• Short problem: Can you give all the records again without altering a single character?

• Extracted entries:
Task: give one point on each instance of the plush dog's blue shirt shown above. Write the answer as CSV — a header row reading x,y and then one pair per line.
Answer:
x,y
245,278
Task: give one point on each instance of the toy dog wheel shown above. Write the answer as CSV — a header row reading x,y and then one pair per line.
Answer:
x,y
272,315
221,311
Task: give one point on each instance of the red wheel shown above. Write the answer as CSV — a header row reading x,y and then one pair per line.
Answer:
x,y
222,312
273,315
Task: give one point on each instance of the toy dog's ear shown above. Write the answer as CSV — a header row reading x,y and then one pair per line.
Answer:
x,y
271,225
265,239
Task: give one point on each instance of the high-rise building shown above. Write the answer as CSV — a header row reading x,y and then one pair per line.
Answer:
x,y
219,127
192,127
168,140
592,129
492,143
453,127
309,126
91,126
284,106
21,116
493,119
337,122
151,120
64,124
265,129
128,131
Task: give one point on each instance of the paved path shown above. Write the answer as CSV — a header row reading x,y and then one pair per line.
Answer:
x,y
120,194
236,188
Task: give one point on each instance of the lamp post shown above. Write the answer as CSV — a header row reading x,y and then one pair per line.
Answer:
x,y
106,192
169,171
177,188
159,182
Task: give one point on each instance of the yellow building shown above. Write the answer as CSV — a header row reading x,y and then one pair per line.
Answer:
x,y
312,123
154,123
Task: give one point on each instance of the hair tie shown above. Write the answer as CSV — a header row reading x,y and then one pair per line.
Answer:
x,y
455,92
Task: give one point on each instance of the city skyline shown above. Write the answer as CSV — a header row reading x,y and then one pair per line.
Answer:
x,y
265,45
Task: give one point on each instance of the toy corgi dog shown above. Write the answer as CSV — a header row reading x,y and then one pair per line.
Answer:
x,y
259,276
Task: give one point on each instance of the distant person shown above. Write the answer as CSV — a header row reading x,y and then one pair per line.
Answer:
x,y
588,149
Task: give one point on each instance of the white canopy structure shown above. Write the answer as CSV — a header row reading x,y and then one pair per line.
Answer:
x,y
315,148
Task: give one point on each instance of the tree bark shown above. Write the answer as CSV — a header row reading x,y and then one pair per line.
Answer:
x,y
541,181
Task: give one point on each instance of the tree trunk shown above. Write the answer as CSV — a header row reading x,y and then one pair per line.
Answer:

• The answer:
Task: give one point on each instance of the plush dog's blue shirt shown above. Write the answer as CSV — a header row reading x,y and then one pair per line.
Answer:
x,y
245,278
Task: give one point on each instance of the toy dog wheel shown above. Write the answer as CSV — a header row reading x,y and then one pair per line.
Answer:
x,y
272,315
221,311
Task: give one point on each instance of the red wheel shown above. Write the answer as CSV — a header row reading x,y and then one pair per line.
Answer:
x,y
222,312
273,315
Task: give one point on each instance of the toy dog's ear shown above. Write the answer as CSV — a header row reading x,y and then one pair per line.
Answer:
x,y
271,225
265,239
Task: give one point on each instance of the high-rise building shown above. Write the answer as CSV — a header row reading x,y and then one pair per line.
Answer:
x,y
219,127
192,127
168,140
592,129
492,143
453,127
309,126
91,126
284,106
21,116
493,119
337,122
151,120
64,124
265,129
128,131
Task: give one point on each instance of the paved path shown above. Write the answer as CSV — a header row reading x,y and then one pair per line.
Answer:
x,y
120,194
236,188
Task: give one point on each instance of the lamp post shown above. Write the answer as CSV — a header row reading x,y and then one pair per line.
Answer:
x,y
106,192
169,171
177,188
159,182
Task: give one point on each instance of the yellow building shown above. Write the answer as CSV — a header row reading x,y and then one pair per line.
Answer:
x,y
312,123
154,123
Task: give one point on each instance of the hair tie shown above. Write the answer as CSV — a header row reading x,y and then one pair per line.
Answer:
x,y
455,92
Task: give one point on each instance of the city skyline shown above. Write the answer as CSV — a header row reading x,y and then one pair per line.
Answer:
x,y
265,45
Task: give one point on each instance of the toy corgi dog shown above. Write the answer as CSV — a header row reading x,y and then one pair per line.
Answer:
x,y
259,276
Task: give one point on each instance of the distant person shown above. Write the answer as CSV — a header row reading x,y and then one pair per line.
Answer:
x,y
588,149
Task: give one point on each instance of the white canopy structure shown above. Write the answer as CSV — a header row reading x,y and then one pair per line.
Answer:
x,y
315,148
Task: give one point on each instance of the tree bark shown above. Write the answer as CSV — a header row reading x,y and then one pair per line.
Answer:
x,y
541,181
Task: give one point on each instance of the tree trunk shown above. Write the answer as CSV — a header row reading x,y and then one pair per line.
Answer:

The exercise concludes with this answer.